Cirque et arts culinaires... Quand les saltimbanques québécois passent à table

Ça fleure bon les recettes de grand-mère, les odeurs des plats du dimanche, des gâteaux gourmands et les saveurs douces des tisanes des veillées d'hiver. Souvenirs d'enfances, astuces culinaires transmises en forme d'héritage universel, savoir-faire sans frontières… Mais, attention ! Ce n'est pas "top chef" mais du cirque, unique, élaboré entre petites histoires et secrets de cuisine partagés et numéros virtuoses exécutés dans une impertinente gaîté... Un spectacle créatif, odorant et festif signé les 7 doigts de la main.



© Alexandre Galliez.
© Alexandre Galliez.
Se réunir, toutes cultures confondues, autour de la cuisine, se nourrir des confessions de chacun, réminiscences de ces moments passés autour de la table, symbolique millénaire inscrite à travers le monde... Retrouver la sensation des mains qui pétrissent, le fumet d'un plat cuisant au four, le goût des légumes et des fruits frais... Toucher, odorat, goût, trois sens associés à ceux de l'écoute et de la vue pour un spectacle complet où se tissent des chorégraphies inventives et où s'exécutent des numéros qui, s'ils gagnent en élégance, ne perdent rien de leurs performances et de leurs technicités.

"Cuisine et dépendances", créé il y a quatre ans, est une recette peu commune dont les ingrédients sont le cirque, la danse, le théâtre, la musique rock et, bien sûr, la cuisine. Construit à partir d’éléments personnels de la vie des artistes, de moments forts de leur existence - où ont été extrait des thèmes, des images ou des anecdotes intégrées à chaque numéro -, le spectacle joue l'intime et l'humain, et sort du cadre habituel du plateau pour, dès l'entrée du public, solliciter celui-ci, l'emmenant soit sur scène pour des préparatifs culinaires, soit jouant à des devinettes aux goûts de confiseries acidulés.

© Alexandre Galliez.
© Alexandre Galliez.
Baiser chocolaté pour une fausse déclaration d'amour à une spectatrice, pleine de malice, d'humour presque juvénile ; simulation de rencontres, de prise de connaissance de spectatrices/spectateurs sur scène. Puis, petit à petit, l'artistique prend sa place. Lancement et réception d’œufs, chorégraphie et acrobatie s'unissant tout d'abord en images fugaces construites sur des jetées, saltos, roues, glissades en groupe, suivis, en individuel, de divers jonglages, avec des fouets massues notamment.

Et le fil rouge de cette incroyable histoire de cirque et d'artistes se met en place. Chacun, saltimbanques aux différentes nationalités, dans sa langue ou pas, se confie, fait référence à son enfance en quelques mots. Dans les souvenirs d'enfance, des histoires intimes. Et de chaque confession naît des anecdotes, des images appelant à une expression corporelle.

• **Données brutes**
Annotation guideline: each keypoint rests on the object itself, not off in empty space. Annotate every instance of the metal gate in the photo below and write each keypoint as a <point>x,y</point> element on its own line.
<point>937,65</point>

• **Consignes**
**a.** Remplacez « fil rouge » par « fil conducteur » dans le passage du texte sur le spectacle de cirque culinaire qui va de « Baiser chocolaté pour » jusqu'à « une expression corporelle. » inclus, puis recopiez ce passage modifié.
**b.** Rédigez la suite du texte consacré au spectacle « Cuisine et dépendances », en reprenant après sa dernière phrase.

• **Corrigés**
**a.**
Baiser chocolaté pour une fausse déclaration d'amour à une spectatrice, pleine de malice, d'humour presque juvénile ; simulation de rencontres, de prise de connaissance de spectatrices/spectateurs sur scène. Puis, petit à petit, l'artistique prend sa place. Lancement et réception d’œufs, chorégraphie et acrobatie s'unissant tout d'abord en images fugaces construites sur des jetées, saltos, roues, glissades en groupe, suivis, en individuel, de divers jonglages, avec des fouets massues notamment.

Et le fil conducteur de cette incroyable histoire de cirque et d'artistes se met en place. Chacun, saltimbanques aux différentes nationalités, dans sa langue ou pas, se confie, fait référence à son enfance en quelques mots. Dans les souvenirs d'enfance, des histoires intimes. Et de chaque confession naît des anecdotes, des images appelant à une expression corporelle.

**b.**
L'astucieux décor - cuisine, plan de travail et/ou table se glissant (sur roulettes) dans l'immense étagère abracadabrantesque montée en fond de scène - se module, se métamorphose en fonction des besoins culinaires ou acrobatiques, table dressée pour dégustation ou tremplin pour sauts acrobatiques élaborés.

© Alexandre Galliez.
© Alexandre Galliez.
Côté gastronomique, une omelette, des pâtes aux légumes et un pain aux bananes sont au menu. Côté musique, un répertoire extrêmement riche, très rock'n'roll, impulsant un groove démoniaque, entraînant. Côté cirque, un cocktail talentueux de performances à l'insolente virtuosité associant acrobaties, équilibres en groupe, tous parfaitement chorégraphiés, un élégant numéro de tissu aérien empli de délicatesse et de poésie, suivi de celui endiablé de diabolo, un, deux puis trois… époustouflant !

Au final, jaillit un bouquet d'équilibres, de portées/jetées et de mouvements sur un magnifique "boléro" de Ravel chanté. Très dense, rythmé à la perfection, aux enchaînements sans temps morts, inventifs, légers et aériens. Il est temps de passer à table et se rouler dans la farine, dans des effets "feux d'artifice" de celle-ci jetée en l'air.

C'est gourmand, éminemment joyeux et espiègle, énergique et délicieux, empli de goûts de friandises enfantines, avec le pep pétillant des bonbons acidulés de nos âges tendres, avec ce petit brin de nostalgie d'où émane les odeurs appétissantes des gâteaux de mamie.
On ressort plein d'étoiles dans les yeux, le sourire accroché aux oreilles et les éclats de rires enfilés comme autant de perles autour du cœur. Une soirée dopée à l'élixir de jouvence qui se clôt sur des mets et quelques verres partagés.

"Cuisine et confessions"

© Alexandre Galliez.
© Alexandre Galliez.
Les 7 doigts de la main - Collectif de création.
Création et mise en scène : Shana Carroll et Sébastien Soldevila.
Assistance à la mise en scène : Mathias Plaul.
Avec : Mishannock Ferrero (jeux icariens, porteur ; main à main, porteur ; banquine, porteur), Anna Kichtchenko (tissu aérien ; contorsion ; jeux icarien, voltigeuse ; accordéon), Pablo Pramparo (jeux icariens, porteur ; jonglerie ; banquine, porteur ; accro-dance ; guitare), Soen Geirnaert (main à main, voltigeuse ; jeux icariens, voltigeuse ; banquine, voltigeuse), Nella Niva (acrobatie au sol), Terrance Robinson (anneaux chinois, mât chinois), Enmeng Song (diabolo, anneaux chinois, jeux icariens).

Direction musicale : Sébastien Soldevila.
Sonorisation : Colin Gagné.
Éclairages : Éric Champoux.
Scénographie : Ana Cappelluto.
Accessoires : Cloé Alain-Gendreau.
Costumes : Anne-Séguin Poirier.
Design d’appareils acrobatiques : Yannick Labonté.
Conception acrobatique : Jérôme LeBaut.

© Alexandre Galliez.
© Alexandre Galliez.
Coaching acrobatique : Francisco Cruz.
Assistante scénographe : Clara Maria Gonzalez.
Conseils-cuisine : Mat & Alex Winnicki - Satay Brothers.
Direction de production : Alice Renucci et Luc Paradis.
Musiques originales : Nans Bortuzzo, Colin Gagné, Raphaël Cruz.

Du 19 septembre 2018 au 12 janvier 2019.
Du mercredi au samedi à 21 h, matinée supplémentaire le samedi à 16 h 30.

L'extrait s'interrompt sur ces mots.